• TEXTE CITÉ:
▬▬▬

Au début des années 80, est créé un atelier régional pour une meilleure connaissance de la langue poitevine, sa diffusion par l’édition, le spectacle et l’enseignement. La télévision régionale FR3 Poitou-Charentes, diffusera l’émission « Parlange » pendant une longue période.
Pour conclure ce paragraphe, je dirai qu’il n’est qu’à écouter notre poète Ulysse Dubois pour se convaincre de la vigueur de notre parlange poitevin-saintongeais. Si on l’entend de moins en moins dans les marchés ou dans la rue, il reste encore bien vivant dans le cœur des gens.
Quelques dates
Dès 1968, les Pibolous et la Marchoise de Gençay, reviennent du concours national de folklore à Dijon avec le collier d’argent.
C’est aussitôt la création des Ballets Populaires Poitevins, formés des meilleurs musiciens et danseurs de tous les groupes qui viennent de naître un peu partout.

▬▬▬

• TRAVAIL DEMANDÉ:
D'après le texte sur la langue poitevine, quelle émission la télévision régionale FR3 Poitou-Charentes a-t-elle diffusée pendant une longue période ?

Extrait d'un jeu de données:
▬▬▬

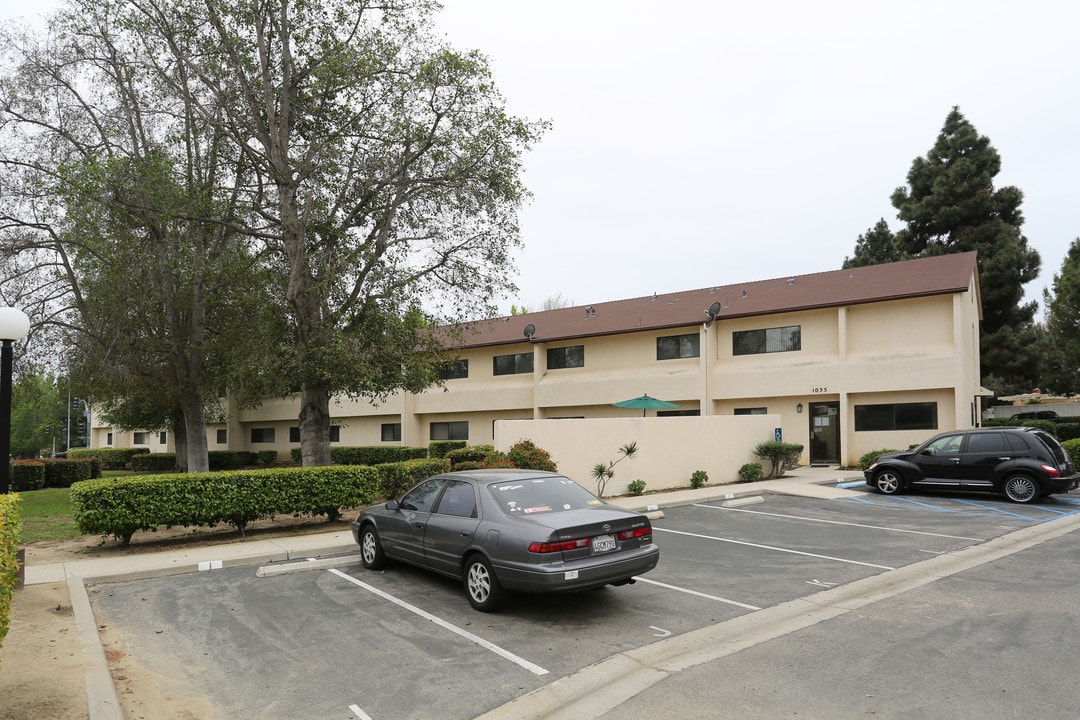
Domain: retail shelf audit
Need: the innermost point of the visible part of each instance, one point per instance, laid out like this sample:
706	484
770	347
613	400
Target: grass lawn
46	515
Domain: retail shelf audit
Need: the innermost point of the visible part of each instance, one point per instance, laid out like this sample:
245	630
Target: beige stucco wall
670	449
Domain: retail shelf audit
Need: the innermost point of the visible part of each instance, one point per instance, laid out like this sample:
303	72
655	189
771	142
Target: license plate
603	543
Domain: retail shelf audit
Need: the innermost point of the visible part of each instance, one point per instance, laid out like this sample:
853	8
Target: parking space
352	643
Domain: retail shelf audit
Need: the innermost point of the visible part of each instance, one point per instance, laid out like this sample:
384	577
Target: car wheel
483	588
370	548
1021	489
888	481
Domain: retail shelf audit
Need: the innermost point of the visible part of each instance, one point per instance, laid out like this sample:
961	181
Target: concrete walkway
100	693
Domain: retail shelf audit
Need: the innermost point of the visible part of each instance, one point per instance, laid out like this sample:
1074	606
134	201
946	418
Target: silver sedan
501	530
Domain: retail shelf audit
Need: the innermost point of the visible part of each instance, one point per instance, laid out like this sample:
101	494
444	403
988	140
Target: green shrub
62	473
527	456
153	462
396	477
9	556
867	459
110	458
120	506
751	472
782	456
27	475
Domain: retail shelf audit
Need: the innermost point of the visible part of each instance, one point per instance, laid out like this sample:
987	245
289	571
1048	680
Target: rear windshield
1051	443
541	494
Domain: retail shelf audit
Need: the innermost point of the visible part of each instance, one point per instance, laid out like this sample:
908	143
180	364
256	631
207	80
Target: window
771	340
513	364
563	357
896	416
458	500
674	347
449	431
422	498
261	434
454	370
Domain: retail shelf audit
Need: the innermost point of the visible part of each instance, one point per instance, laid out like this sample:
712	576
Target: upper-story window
674	347
454	370
513	364
563	357
771	340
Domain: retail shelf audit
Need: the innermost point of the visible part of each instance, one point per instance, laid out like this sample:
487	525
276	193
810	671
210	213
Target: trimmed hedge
396	477
27	475
120	506
111	458
367	454
9	556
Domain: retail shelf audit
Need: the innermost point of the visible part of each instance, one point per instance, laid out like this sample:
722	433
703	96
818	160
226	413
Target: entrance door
824	433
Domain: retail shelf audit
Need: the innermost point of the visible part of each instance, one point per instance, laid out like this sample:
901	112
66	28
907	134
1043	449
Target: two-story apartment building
849	361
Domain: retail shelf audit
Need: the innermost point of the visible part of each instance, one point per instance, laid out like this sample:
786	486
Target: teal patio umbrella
646	403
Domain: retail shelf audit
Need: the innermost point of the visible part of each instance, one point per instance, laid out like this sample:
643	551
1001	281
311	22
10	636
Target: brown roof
908	279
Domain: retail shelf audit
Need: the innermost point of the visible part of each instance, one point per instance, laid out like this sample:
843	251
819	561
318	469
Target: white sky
698	143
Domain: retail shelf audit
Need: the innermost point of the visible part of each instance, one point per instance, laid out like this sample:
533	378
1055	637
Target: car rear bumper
578	574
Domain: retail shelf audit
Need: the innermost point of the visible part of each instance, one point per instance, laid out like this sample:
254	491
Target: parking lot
345	642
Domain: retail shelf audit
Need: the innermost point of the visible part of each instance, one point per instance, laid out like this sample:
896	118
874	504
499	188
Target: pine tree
950	205
877	246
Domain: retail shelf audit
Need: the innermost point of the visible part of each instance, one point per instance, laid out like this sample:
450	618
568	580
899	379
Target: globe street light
14	325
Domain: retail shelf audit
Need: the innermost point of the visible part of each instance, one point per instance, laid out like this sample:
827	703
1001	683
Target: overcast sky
699	143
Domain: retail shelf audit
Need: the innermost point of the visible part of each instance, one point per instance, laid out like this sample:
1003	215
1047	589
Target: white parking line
853	525
701	595
770	547
536	669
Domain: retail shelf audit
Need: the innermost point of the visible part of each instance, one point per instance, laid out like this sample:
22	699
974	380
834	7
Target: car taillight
636	532
559	546
1051	471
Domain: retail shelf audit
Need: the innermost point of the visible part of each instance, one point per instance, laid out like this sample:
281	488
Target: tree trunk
314	426
194	425
180	444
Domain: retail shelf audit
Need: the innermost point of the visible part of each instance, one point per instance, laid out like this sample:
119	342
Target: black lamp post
14	325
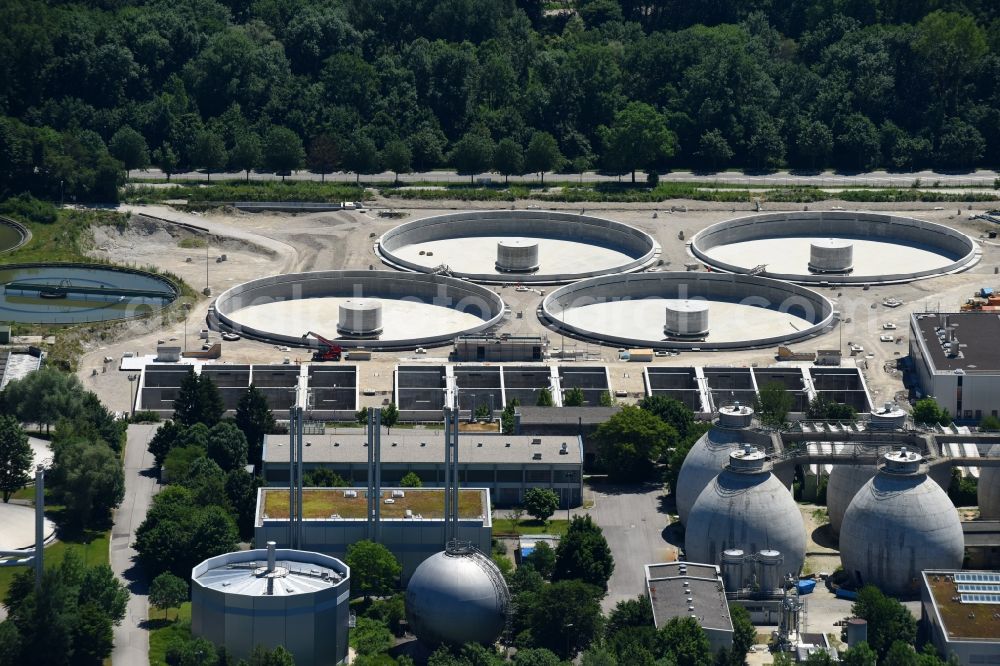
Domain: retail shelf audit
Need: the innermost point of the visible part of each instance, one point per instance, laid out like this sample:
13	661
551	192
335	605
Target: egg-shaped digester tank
900	523
710	454
845	482
989	488
455	597
747	508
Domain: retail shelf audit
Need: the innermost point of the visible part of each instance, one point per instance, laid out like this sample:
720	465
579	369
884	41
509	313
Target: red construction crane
328	351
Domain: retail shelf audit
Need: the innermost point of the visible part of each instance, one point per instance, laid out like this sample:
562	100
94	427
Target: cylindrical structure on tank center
831	255
517	255
360	318
686	319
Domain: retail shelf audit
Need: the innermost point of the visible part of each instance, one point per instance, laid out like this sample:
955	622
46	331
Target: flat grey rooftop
427	446
669	596
977	334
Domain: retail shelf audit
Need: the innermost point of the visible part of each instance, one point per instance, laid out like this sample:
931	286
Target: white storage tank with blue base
293	598
747	508
900	523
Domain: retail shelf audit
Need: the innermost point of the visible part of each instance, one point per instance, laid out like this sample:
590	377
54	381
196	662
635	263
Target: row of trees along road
91	91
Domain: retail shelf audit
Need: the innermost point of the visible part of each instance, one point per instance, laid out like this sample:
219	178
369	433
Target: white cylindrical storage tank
686	319
746	507
241	600
900	523
889	417
989	488
831	255
857	631
769	570
844	483
710	454
457	597
732	569
517	255
359	318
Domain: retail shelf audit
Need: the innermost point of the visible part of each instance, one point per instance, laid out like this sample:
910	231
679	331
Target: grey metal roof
566	415
669	596
427	446
976	332
244	573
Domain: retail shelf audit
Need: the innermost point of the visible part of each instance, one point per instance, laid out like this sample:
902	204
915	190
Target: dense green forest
90	89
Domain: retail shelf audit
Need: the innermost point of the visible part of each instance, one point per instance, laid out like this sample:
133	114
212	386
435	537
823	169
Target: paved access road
982	178
633	524
132	638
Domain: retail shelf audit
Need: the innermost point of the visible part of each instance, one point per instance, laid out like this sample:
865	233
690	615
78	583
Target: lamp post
131	392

▬▬▬

• RÉPONSE RÉDIGÉE:
L'émission « Parlange ».